▶ SOAL YANG DIBERIKAN 1
Menurut berita di bawah, berapa persen anggota Partai Republik yang memprediksi Clinton akan memenangkan pemilihan presiden?
▶ SOAL YANG DIBERIKAN 2
Salin dengan persis bagian berita di bawah, mulai dari "Bahkan banyak perempuan" sampai dengan "tetap memilih Trump.".
▶ SOAL YANG DIBERIKAN 3
Siapa saja nama orang yang disebut dalam berita di bawah?

Kamis 27 Oct 2016 13:21 WIB

Anggota Partai Republik Banyak yang Beralih Pilih Clinton

Rep: dyah ratna meta novia/ Red: Ani Nursalikah
Calon presiden AS Hillary Clinton dan Donald Trump usai melakukan debat ketiga dan terakhir di Las Vegas, rabu, 19 Oktober 2016.
Foto: AP Photo/John Locher
Calon presiden AS Hillary Clinton dan Donald Trump usai melakukan debat ketiga dan terakhir di Las Vegas, rabu, 19 Oktober 2016.

REPUBLIKA.CO.ID, NEW YORK -- Saat ini banyak anggota Partai Republik yang siap memilih Hillary Clinton sebagai presiden daripada Donald Trump. Padahal Donald Trump merupakan calon presiden dari Partai Republik, sedangkan Clinton dari Partai Demokrat.

Kebanyakan anggota Partai Republik kecewa dengan Trump karena ia terlibat banyak skandal seksual. Ia juga terkenal sering meremehkan dan melecehkan perempuan.

Bahkan banyak perempuan muda Amerika yang menyerukan slogan 'Nasty Women' untuk melawan pelecehan seksual yang dilakukan oleh Trump. Perempuan muda Amerika yang menyerukan slogan 'Nasty Women' siap memilih Clinton dan menjatuhkan Trump. Trump mencela Clinton dengan sebutan Nasty Woman saat debat capres terakhir.

Berdasarkan jajak pendapat yang dilakukan Reuters dari 20-24 Oktober sebanyak 41 persen anggota Partai Republik memprediksi Clinton akan memenangkan pemilihan presiden pada 8 November yang akan datang. Sedangkan sebanyak 40 persen anggota Partai Demokrat akan tetap memilih Trump.

▶ ITEM YANG DISEDIAKAN
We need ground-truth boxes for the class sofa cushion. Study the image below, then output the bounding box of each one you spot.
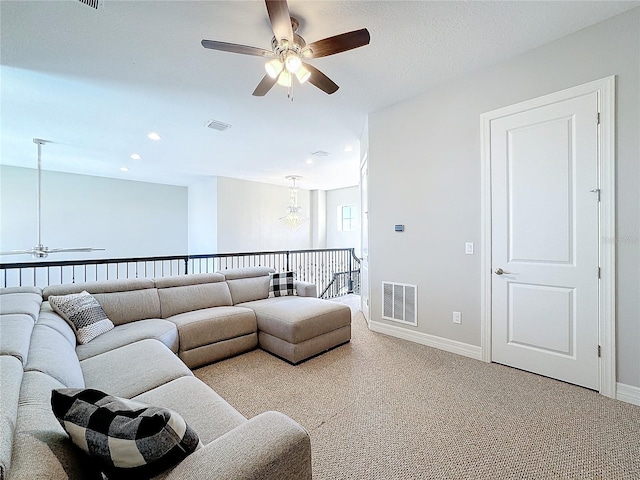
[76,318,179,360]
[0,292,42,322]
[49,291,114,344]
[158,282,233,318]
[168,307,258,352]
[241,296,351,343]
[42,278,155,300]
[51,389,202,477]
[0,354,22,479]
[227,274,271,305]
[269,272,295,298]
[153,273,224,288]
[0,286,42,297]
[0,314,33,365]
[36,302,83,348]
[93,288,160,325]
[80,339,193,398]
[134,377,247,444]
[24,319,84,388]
...
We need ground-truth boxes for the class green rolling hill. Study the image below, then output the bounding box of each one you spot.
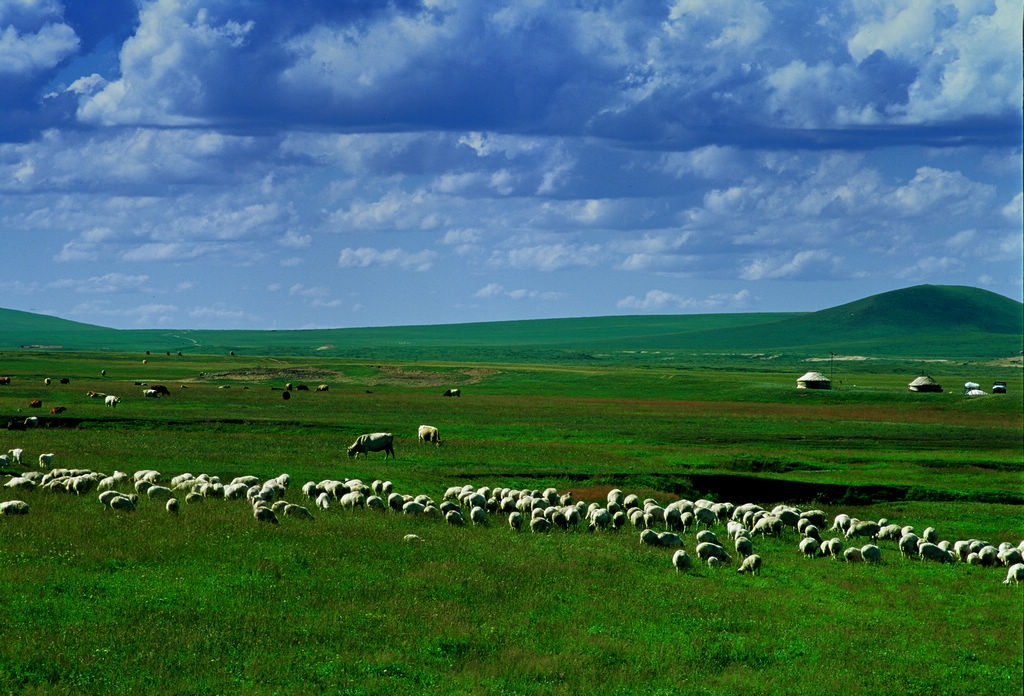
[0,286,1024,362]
---
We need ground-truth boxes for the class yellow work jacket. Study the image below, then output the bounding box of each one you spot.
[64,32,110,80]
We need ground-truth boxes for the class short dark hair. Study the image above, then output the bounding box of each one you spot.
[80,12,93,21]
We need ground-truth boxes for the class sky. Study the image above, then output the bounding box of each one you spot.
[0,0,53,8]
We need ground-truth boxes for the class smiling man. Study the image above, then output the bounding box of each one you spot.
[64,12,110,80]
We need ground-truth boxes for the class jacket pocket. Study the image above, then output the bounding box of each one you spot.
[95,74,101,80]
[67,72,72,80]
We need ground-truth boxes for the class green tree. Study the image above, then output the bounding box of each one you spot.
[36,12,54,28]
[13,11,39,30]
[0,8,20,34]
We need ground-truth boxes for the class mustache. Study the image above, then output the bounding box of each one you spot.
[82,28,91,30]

▶ JAWABAN YANG BENAR 1
41 persen

▶ JAWABAN YANG BENAR 2
Bahkan banyak perempuan muda Amerika yang menyerukan slogan 'Nasty Women' untuk melawan pelecehan seksual yang dilakukan oleh Trump. Perempuan muda Amerika yang menyerukan slogan 'Nasty Women' siap memilih Clinton dan menjatuhkan Trump. Trump mencela Clinton dengan sebutan Nasty Woman saat debat capres terakhir.

Berdasarkan jajak pendapat yang dilakukan Reuters dari 20-24 Oktober sebanyak 41 persen anggota Partai Republik memprediksi Clinton akan memenangkan pemilihan presiden pada 8 November yang akan datang. Sedangkan sebanyak 40 persen anggota Partai Demokrat akan tetap memilih Trump.

▶ JAWABAN YANG BENAR 3
Hillary Clinton, Donald Trump, dyah ratna meta novia, Ani Nursalikah, John Locher